SELECTION:
/---
As discussed above, the Company issued to Bryan Capital a Warrant to purchase 51,583 shares of the Common Stock of the Company at an exercise price of $33.25 per share. The Warrant expires October 10, 2026, is exercisable immediately, provides for a cashless exercise at any time and automatic cashless exercise on the expiration date if on such date the exercise price of the Warrant exceeds its fair market value as determined in accordance with the terms of the Warrant and adjustments in the case of stock dividends and stock splits.

Wainwright  

As discussed above, the Company issued various warrants with the following terms:

1. Pre-Funded Warrants – Immediately exercisable at an exercise price of $0.001 per share.  All of the Pre-Funded Warrants were exercised in December 2022.
2. Class A Warrants – Immediately exercisable at an exercise price of $1.04 per share for a term of five years.
3. Class B Warrants – Immediately exercisable at an exercise price of $1.04 per share for a term of two years.
4. Representative Warrants – Immediately exercisable at an exercise price of $1.30 per share for a term of five years.
\---
SOURCE EXCERPT:
/---
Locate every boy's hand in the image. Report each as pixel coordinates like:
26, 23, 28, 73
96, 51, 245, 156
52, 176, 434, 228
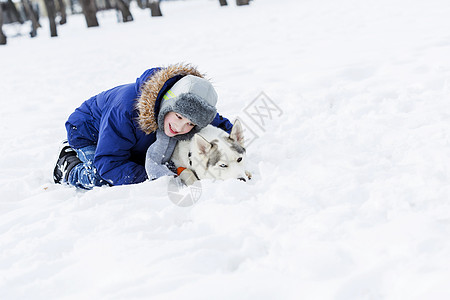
\---
WHAT TO DO:
**1)** In the warrant excerpt, on what date does the Warrant issued to Bryan Capital expire?
**2)** Please continue the warrant excerpt from its last line onward.

ANSWERS GIVEN:
**1)** October 10, 2026.

**2)**
No warrants were exercised during the three months ended September 30, 2023.  

On August 4, 2023, the Company agreed to amend the exercise price with certain holders of the Series A Warrants and Series B Warrants that were acquired from the Company in the underwritten public offering that was completed in December 2022. Under the amended warrants, the Company agreed to amend existing Series A Warrants to purchase up to 3,475,916 shares of common stock and existing Series B Warrants to purchase up to 2,058,000 shares of common stock that were previously issued in December 2022 to the certain investors in the public offering, with exercise prices of $1.04 per share (the “Existing Warrants”), to lower the exercise price of the Existing Warrants to $0.50 per share.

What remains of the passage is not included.